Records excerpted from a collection
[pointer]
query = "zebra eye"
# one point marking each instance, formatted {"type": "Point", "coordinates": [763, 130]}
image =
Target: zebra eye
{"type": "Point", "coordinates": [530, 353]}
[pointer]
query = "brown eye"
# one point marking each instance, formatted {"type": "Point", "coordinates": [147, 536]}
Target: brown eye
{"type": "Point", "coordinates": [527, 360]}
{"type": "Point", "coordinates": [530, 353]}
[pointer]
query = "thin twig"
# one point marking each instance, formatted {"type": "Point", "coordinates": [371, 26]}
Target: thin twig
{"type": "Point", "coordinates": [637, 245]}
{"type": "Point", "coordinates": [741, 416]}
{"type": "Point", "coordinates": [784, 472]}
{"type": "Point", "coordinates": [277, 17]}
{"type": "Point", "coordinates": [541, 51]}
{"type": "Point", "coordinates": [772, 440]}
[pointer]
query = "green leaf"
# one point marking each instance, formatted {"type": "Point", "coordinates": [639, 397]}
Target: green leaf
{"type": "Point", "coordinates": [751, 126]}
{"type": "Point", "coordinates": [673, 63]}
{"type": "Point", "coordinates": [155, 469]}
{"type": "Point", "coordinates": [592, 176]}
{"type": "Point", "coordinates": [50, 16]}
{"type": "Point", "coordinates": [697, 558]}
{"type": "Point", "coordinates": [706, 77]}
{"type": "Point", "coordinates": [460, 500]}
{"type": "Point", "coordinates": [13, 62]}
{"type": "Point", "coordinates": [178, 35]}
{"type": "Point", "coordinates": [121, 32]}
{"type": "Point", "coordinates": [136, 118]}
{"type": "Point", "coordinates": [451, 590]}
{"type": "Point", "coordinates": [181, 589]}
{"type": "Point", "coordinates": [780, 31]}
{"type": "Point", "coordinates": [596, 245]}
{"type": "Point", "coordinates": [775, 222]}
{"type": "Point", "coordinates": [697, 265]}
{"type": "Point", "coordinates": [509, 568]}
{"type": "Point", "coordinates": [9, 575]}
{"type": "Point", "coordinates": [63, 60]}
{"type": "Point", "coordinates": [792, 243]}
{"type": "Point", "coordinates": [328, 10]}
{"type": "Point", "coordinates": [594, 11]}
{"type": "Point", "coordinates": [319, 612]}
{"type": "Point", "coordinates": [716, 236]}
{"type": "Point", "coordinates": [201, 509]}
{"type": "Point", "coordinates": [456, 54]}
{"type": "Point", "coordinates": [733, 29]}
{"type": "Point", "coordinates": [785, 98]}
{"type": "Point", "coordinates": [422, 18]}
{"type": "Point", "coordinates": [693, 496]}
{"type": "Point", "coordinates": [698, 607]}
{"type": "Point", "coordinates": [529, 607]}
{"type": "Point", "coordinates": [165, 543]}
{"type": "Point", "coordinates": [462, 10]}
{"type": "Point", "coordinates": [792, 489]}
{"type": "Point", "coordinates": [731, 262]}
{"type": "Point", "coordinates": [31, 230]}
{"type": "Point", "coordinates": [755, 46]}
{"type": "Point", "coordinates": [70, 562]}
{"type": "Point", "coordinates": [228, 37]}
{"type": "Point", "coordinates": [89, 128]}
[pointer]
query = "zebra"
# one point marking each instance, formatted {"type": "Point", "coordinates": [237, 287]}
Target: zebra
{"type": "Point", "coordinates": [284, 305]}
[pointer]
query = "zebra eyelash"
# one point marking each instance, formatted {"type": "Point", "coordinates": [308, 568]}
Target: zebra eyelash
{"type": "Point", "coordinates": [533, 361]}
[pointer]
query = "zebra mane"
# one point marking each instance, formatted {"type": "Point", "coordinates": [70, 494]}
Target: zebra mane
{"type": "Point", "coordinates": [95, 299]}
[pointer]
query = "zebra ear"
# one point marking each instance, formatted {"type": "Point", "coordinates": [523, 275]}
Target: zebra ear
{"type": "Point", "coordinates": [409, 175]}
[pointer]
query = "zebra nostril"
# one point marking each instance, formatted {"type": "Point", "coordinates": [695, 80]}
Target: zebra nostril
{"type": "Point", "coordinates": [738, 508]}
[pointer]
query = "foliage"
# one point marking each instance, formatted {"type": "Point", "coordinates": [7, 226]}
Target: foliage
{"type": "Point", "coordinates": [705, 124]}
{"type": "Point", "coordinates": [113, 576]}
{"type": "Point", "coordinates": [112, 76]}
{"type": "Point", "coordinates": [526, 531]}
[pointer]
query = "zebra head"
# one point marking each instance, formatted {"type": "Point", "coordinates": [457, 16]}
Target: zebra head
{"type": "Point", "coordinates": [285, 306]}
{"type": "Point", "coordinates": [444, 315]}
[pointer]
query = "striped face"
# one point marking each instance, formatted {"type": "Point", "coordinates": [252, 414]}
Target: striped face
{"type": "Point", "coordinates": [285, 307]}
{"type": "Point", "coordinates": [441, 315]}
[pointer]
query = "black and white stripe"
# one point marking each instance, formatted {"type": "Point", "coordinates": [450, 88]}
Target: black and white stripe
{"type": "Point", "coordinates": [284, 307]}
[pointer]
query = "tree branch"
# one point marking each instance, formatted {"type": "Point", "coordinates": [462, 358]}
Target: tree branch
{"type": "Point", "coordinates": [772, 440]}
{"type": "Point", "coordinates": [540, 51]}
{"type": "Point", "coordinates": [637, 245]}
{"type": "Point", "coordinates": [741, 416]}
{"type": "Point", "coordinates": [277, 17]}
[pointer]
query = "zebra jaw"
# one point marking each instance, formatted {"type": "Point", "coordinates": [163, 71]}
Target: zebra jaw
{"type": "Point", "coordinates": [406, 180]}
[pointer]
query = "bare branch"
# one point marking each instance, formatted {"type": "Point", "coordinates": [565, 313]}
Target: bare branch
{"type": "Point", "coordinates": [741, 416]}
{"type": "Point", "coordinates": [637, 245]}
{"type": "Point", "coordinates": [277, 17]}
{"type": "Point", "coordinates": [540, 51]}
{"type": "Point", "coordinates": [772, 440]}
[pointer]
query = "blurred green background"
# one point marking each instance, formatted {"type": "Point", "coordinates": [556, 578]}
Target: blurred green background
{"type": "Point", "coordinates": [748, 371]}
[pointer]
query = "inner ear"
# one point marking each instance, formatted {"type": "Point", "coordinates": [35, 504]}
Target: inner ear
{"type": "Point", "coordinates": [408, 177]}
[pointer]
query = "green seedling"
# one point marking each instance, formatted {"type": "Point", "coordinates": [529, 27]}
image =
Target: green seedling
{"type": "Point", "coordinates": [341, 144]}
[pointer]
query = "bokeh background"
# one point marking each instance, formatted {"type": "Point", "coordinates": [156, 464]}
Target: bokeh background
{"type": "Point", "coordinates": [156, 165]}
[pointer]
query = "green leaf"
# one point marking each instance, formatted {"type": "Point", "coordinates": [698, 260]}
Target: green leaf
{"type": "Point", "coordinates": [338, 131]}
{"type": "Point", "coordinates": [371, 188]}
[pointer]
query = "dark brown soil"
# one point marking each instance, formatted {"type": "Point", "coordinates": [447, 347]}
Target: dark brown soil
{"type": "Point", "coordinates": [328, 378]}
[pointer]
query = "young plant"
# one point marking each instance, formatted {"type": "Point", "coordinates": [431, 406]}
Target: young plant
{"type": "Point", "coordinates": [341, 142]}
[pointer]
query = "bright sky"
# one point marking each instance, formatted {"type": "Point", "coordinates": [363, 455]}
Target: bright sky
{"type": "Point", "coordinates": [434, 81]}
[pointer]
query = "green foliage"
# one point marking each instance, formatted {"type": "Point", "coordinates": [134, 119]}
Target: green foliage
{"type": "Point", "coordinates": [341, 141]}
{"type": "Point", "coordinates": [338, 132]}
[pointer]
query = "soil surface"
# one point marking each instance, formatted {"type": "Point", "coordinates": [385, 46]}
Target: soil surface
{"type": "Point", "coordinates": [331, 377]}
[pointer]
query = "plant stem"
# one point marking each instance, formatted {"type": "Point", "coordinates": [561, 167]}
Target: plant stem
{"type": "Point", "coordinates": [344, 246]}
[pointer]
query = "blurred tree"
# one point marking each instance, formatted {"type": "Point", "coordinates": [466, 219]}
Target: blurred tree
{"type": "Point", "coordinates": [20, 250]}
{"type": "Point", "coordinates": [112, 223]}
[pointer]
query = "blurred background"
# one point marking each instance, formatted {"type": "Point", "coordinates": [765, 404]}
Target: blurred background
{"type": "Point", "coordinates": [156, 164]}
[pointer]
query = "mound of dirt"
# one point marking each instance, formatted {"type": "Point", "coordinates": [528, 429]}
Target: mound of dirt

→ **TASK DETAILS**
Count the lines in the entries that hold the word "mound", and give nothing but the total.

→ **SOLUTION BELOW**
2